Required action
Leave out all images and set down the records exactly as given.

Records from a collection:
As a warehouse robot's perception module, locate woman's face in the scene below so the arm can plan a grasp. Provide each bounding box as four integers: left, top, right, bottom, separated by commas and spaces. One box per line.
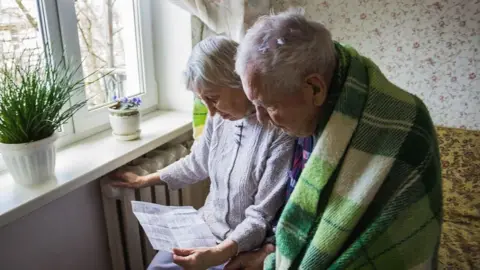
196, 87, 252, 121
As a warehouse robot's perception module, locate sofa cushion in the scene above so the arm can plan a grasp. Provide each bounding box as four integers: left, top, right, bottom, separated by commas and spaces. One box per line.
436, 126, 480, 269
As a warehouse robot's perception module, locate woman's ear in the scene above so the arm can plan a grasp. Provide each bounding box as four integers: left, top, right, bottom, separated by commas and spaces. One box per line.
305, 74, 327, 107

Response to this exercise
As a warehouse robot's perception module, locate woman's face in the scene below so the arm can plan a grasp. Provide each bounding box as four integers: left, top, right, bottom, separated by commas and spaces. One box per line.
196, 87, 252, 121
As a warehouse robot's perception module, locate sofa cushion in the scene above so the arm can plan a grasp. Provide each bounding box as four integers: left, top, right, bottom, separated by commas and spaces. One box per line.
436, 126, 480, 269
As a warehouse robot's perception module, locate woman's ear in the scene above so the arm can plan a grasp. Provide each bounding box as four integers: left, top, right, bottom, separated by commas and spaces. One box per line.
305, 74, 327, 107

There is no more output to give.